■ **Trecho citado**:
• • • •

UMA BREVE REFLEXÃO SOBRE A LEI Nº 13.994/2020: SEUS POSSÍVEIS IMPACTOS E EFEITOS NAS SESSÕES DE CONCILIAÇÃO NO ÂMBITO DOS JUIZADOS ESPECIAIS

Em tempos de distanciamento social para conter a proliferação do COVID-19 em todo o mundo, os computadores se tornam verdadeiras portas e janelas para o mundo, encurtando distâncias e permitindo o compartilhamento de informações.

Embora o isolamento venha se mostrando como a opção viável para superação do atual momento vivido em todo o planeta, há de se reconhecer que o sistema judiciário não pode parar à espera da volta à normalidade, de modo que se torna fundamental que seus sistemas, normas e instituições sejam adaptados para a realidade virtual.

Nesta linha de ideias, no último dia 24 de abril de 2020, foi sancionada a Lei nº 13.994/2020¹  que altera os artigos 22 e 23 da Lei n° 9.099/15, para estabelecer novas medidas para os processos em tramite perante os juizados especiais cíveis, os tradicionais JECs, em especial possibilitar que as sessões de conciliação agora também possam realizar-se de forma não presencial em ambientes virtuais.

Como de costume, com o ajuizamento de uma nova demanda perante qualquer JEC do Brasil, o juiz convida às partes para uma tentativa de conciliação, oportunidade em que os envolvidos poderão reunir-se presencialmente em uma sala de audiência para buscar um acordo que satisfaça mutualmente os seus interesses.

Os esforços para obtenção de conciliações no âmbito do Poder Judiciário vêm aumentando ano após ano e foi um dos princípios mestres buscado na nova codificação processual brasileira, contando com apoio de toda a comunidade jurídica para uma menor burocratização do processo e para que se possa oferecer soluções razoáveis no menor intervalo de tempo possível.

Neste ponto, aliás, diga-se que a realização das audiências de conciliação ou mediação por meio eletrônico já eram previstas e normatizadas através do artigo 334, §§ 7º e 8º do CPC/2015, cujas regras têm aplicação subsidiária no âmbito dos Juizados Especiais.

E é exatamente neste sentido que caminha a recém aprovada norma, cujo texto que na primeira parte, em verdade, apenas fala o óbvio ao trata justamente da possibilidade que essas sessões de conciliação sejam realizadas através de ambientes virtuais² , inova ao dispor que o não comparecimento da parte ensejará a prolação de sentença³.

A norma, portanto, encampa a evolução do sistema judiciário tradicional, oferecendo mecanismos modernos de acesso à justiça e visando a resolução de conflitos de forma mais ágil e expedita. Há que se considerar, todavia, que a sua implementação poderá gerar alguma dificuldade e calorosos debates quanto aos efeitos processuais decorrentes do termo “não comparecimento”, em especial no que se refere à garantia de um tratamento igualitário às partes e do prestígio à ampla defesa do demandado.

Em um primeiro momento, quando se analisa os efeitos desta nova norma apenas sob a ótica das empresas e grandes corporações, têm-se que as conciliações por métodos virtuais poderão significar uma grande redução de custos, em especial àqueles relativos às contratações de advogados correspondentes ou deslocamentos para comarcas de difícil acesso.

• • • •

■ **Informações extraídas**:

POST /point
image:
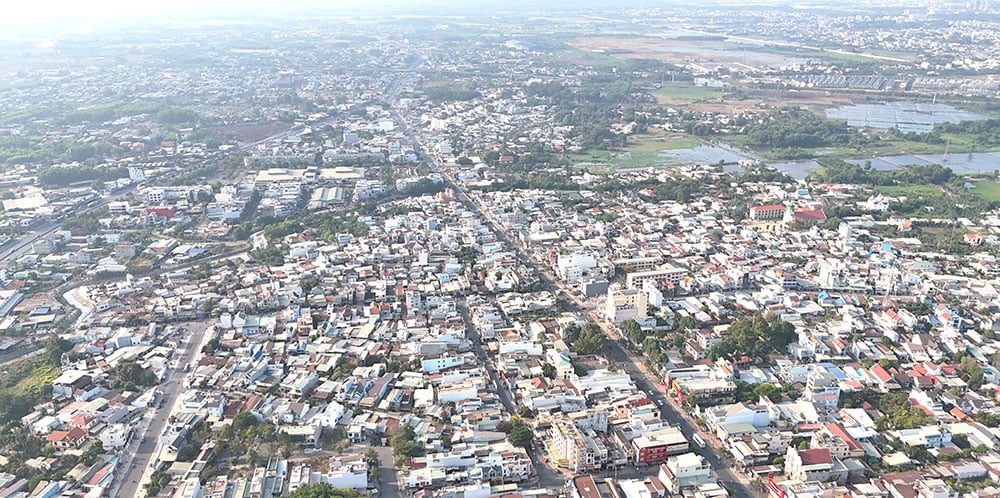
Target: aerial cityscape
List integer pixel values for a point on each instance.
(569, 250)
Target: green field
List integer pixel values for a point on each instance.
(640, 151)
(681, 94)
(925, 191)
(656, 143)
(987, 190)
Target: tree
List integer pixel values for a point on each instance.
(404, 444)
(127, 374)
(633, 331)
(972, 373)
(571, 333)
(520, 434)
(549, 371)
(324, 490)
(755, 337)
(590, 341)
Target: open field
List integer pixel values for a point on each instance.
(672, 94)
(641, 150)
(987, 190)
(680, 51)
(655, 142)
(925, 191)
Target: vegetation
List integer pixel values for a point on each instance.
(404, 444)
(450, 93)
(897, 411)
(754, 337)
(29, 381)
(520, 434)
(60, 176)
(797, 128)
(127, 374)
(157, 482)
(587, 340)
(248, 438)
(324, 490)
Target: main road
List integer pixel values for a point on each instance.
(647, 381)
(138, 469)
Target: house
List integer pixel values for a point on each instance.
(813, 465)
(770, 212)
(755, 415)
(67, 440)
(655, 446)
(684, 471)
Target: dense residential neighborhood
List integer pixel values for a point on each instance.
(413, 266)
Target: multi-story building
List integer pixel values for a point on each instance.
(770, 212)
(685, 471)
(823, 388)
(576, 449)
(626, 304)
(813, 465)
(655, 446)
(670, 273)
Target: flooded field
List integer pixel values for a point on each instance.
(907, 116)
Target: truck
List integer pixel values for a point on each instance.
(698, 440)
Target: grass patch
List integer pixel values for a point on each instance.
(925, 191)
(987, 190)
(656, 143)
(681, 94)
(640, 151)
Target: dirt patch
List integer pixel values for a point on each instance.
(684, 51)
(249, 132)
(814, 100)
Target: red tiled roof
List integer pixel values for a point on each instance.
(839, 431)
(769, 207)
(815, 456)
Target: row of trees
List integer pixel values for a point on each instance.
(59, 176)
(844, 172)
(589, 339)
(755, 337)
(798, 128)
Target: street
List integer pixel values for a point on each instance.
(645, 380)
(148, 441)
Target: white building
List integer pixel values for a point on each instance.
(627, 304)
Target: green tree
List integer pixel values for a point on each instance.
(972, 372)
(633, 331)
(520, 434)
(590, 341)
(404, 444)
(324, 490)
(549, 371)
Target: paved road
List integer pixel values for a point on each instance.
(646, 381)
(139, 471)
(389, 484)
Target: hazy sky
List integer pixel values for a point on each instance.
(25, 15)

• • • •

■ **Objetivo do exercício**:
Responda às perguntas com base no texto sobre a Lei nº 13.994/2020.
1. Em que data a lei foi sancionada?
2. Quais artigos a lei altera?
3. Que dispositivo do CPC/2015 já previa audiências de conciliação ou mediação por meio eletrônico?

■ **Resposta escrita**:
1. Em 24 de abril de 2020.
2. Os artigos 22 e 23.
3. O artigo 334, §§ 7º e 8º.